Descrição da tarefa:
Indique, pela ordem em que surgem e sem repetições, todas as palavras que o excerto sobre a forma urbana de Maputo coloca entre aspas curvas (“ ”), deixando de fora o que aparece entre aspas angulares (« »).

Excerto selecionado:
▶

O contexto genérico da comunicação prossegue do enquadramento referido, considerando problemáticas relativas à forma urbana de Maputo, entendida na sua extensão e tendo em linha de conta a consolidação acelerada de áreas edificadas cada vez mais afastadas do dito “centro”, comumente associado à designada «cidade de cimento». Constituem faixas periurbanas na qual coexistem grelhas residenciais com a habitação autoconstruída e auto-organizada. A quase monofuncionalidade da “periferia” de Maputo é acompanhada pela fragilidade infraestrutural dessa parte do espaço urbano, onde também se verificam outros deficits, no que se refere à oferta de equipamentos, transportes públicos e serviços urbanos, por exemplo. Não obstante, e pese embora o reconhecimento destes (e de outros) níveis de precaridade, a diversidade de configurações morfológicas justifica que se analise, sem preconceitos, a forma urbana na periferia daquela cidade.
Neste sentido, a comunicação versará a caracterização e descrição dos principais constituintes morfológicos que caracterizam as faixas periféricas da capital moçambicana, nomeadamente no que concerne aos sistemas e redes, aos tipos edificatórios, aos usos e tecidos. Para o efeito, apresentar-se-á um conjunto de mapeamentos respeitantes a distritos e bairros de Maputo que traduzirão contrastes entre o que tem “forma” e o que aparentemente carece dela, entre geometrias “lineares” e outras mais complexas, entre a pluralidade de conformações de malhas e eixos, de “texturas” e “granulometrias”, em que se perceberá como os distintos “fragmentos” se agregam (ou não) num intrincado “mosaico” que transcende noções dialéticas que ainda se possam estabelecer sobre a capital de Moçambique.
O propósito da comunicação será estabelecer, de forma sistemática, uma correlação entre categorias de formas que marcam a extensão do espaço urbano de Maputo, contribuindo para o aprofundamento do conhecimento sobre aquela capital e respetivo quadro morfológico. Pretende-se direcionar o resultado da apresentação no sentido da prossecução de perspetivas panorâmicas e abrangentes, capazes de integrar e articular o que se apresenta como contraditório e pouco conciliável, desmontando clivagens e hiatos ao nível da perceção que se pode alcançar sobre a forma urbana da “periferia” da cidade-capital moçambicana.

◀

Linhas listadas:

▶

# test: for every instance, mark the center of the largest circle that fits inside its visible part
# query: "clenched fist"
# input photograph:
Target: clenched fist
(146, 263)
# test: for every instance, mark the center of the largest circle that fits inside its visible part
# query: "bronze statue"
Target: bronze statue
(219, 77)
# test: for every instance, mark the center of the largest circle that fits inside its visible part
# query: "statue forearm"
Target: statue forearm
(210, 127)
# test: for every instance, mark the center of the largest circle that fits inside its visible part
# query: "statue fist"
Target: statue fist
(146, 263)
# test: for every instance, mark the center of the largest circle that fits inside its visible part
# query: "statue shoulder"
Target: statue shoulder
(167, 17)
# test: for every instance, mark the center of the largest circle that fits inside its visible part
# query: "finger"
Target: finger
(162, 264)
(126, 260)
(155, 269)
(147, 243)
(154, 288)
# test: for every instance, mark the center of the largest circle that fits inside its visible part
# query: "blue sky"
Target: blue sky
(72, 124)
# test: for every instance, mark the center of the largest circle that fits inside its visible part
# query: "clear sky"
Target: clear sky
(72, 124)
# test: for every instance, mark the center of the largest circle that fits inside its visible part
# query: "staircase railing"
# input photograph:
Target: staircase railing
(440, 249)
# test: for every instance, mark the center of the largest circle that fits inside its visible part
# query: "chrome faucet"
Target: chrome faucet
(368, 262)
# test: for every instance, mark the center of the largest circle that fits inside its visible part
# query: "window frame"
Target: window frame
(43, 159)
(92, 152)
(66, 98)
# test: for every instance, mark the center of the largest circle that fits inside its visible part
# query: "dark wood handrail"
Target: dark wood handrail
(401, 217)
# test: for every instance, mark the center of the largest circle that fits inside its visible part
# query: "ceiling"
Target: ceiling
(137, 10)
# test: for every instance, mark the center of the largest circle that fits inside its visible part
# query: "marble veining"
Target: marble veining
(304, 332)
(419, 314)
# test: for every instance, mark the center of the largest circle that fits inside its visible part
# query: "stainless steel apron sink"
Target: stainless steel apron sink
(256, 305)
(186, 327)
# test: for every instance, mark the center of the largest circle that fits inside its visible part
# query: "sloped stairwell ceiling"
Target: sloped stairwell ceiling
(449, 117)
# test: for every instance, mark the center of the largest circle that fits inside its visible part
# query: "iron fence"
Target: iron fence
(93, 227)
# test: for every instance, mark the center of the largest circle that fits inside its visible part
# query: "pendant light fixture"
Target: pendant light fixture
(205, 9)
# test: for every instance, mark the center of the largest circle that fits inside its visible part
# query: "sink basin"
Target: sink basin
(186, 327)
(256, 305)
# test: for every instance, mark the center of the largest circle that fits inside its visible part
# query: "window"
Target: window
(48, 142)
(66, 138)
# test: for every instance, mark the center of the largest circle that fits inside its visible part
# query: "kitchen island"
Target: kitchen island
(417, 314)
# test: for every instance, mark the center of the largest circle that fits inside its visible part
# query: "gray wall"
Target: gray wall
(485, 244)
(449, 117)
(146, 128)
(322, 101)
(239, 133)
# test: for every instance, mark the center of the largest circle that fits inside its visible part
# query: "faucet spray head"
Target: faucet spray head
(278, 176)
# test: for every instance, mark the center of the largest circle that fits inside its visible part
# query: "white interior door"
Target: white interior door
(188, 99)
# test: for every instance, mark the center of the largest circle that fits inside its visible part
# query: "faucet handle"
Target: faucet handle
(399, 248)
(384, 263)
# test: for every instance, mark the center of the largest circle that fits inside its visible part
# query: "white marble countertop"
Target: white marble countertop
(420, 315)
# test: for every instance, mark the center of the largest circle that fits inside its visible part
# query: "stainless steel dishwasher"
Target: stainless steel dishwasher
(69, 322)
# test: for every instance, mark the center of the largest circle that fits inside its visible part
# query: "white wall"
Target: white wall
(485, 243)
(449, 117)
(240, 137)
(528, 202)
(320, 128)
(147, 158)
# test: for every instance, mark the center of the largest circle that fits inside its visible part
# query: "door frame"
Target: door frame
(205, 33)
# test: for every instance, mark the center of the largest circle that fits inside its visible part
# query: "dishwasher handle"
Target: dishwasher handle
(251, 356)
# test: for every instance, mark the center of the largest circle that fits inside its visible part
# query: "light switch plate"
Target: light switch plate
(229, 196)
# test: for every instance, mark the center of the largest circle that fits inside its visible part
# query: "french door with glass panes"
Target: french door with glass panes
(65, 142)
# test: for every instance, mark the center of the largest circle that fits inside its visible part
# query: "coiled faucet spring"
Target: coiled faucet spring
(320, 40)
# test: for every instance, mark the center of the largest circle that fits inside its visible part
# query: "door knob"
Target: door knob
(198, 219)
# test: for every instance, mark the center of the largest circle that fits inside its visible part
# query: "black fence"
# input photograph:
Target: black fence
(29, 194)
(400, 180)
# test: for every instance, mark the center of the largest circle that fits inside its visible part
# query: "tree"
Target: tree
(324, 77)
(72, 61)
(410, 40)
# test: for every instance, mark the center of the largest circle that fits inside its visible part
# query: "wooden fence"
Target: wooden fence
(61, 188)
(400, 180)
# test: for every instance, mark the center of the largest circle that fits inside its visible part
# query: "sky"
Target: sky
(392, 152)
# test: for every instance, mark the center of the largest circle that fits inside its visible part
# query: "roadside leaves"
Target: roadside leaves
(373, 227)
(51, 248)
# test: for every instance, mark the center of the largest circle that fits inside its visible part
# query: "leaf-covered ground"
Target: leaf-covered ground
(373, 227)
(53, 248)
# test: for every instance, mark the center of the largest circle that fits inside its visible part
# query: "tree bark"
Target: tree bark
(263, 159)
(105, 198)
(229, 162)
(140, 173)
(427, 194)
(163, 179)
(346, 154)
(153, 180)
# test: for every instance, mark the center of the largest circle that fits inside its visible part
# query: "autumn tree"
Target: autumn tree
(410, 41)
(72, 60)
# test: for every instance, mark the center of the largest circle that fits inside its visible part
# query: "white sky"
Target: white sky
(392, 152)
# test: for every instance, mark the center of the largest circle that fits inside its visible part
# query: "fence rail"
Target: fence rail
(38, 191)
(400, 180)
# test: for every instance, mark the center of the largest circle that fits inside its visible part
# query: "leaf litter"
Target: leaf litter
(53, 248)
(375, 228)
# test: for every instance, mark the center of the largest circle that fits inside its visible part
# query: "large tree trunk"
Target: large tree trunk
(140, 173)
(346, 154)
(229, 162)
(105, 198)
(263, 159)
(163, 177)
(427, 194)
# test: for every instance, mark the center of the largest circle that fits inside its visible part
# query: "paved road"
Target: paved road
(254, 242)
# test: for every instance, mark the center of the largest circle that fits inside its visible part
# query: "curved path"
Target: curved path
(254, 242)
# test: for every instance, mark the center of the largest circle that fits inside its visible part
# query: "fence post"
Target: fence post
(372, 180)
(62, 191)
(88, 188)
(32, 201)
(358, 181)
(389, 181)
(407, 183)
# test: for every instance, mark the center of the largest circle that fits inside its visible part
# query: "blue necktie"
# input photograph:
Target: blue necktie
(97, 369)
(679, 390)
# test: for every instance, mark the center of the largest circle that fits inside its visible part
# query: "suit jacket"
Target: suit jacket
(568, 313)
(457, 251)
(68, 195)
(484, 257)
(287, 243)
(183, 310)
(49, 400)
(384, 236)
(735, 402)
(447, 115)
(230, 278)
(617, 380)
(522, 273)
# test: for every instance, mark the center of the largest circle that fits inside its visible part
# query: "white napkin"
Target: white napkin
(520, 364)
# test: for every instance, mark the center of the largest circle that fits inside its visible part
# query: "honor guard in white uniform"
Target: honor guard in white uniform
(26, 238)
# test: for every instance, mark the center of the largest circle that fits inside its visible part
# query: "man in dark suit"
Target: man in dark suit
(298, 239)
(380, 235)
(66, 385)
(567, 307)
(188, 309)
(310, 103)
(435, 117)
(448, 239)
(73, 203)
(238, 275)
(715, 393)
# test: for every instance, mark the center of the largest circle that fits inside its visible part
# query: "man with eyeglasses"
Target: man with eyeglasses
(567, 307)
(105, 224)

◀

Exercício resolvido:
“centro”, “periferia”, “forma”, “lineares”, “texturas”, “granulometrias”, “fragmentos”, “mosaico”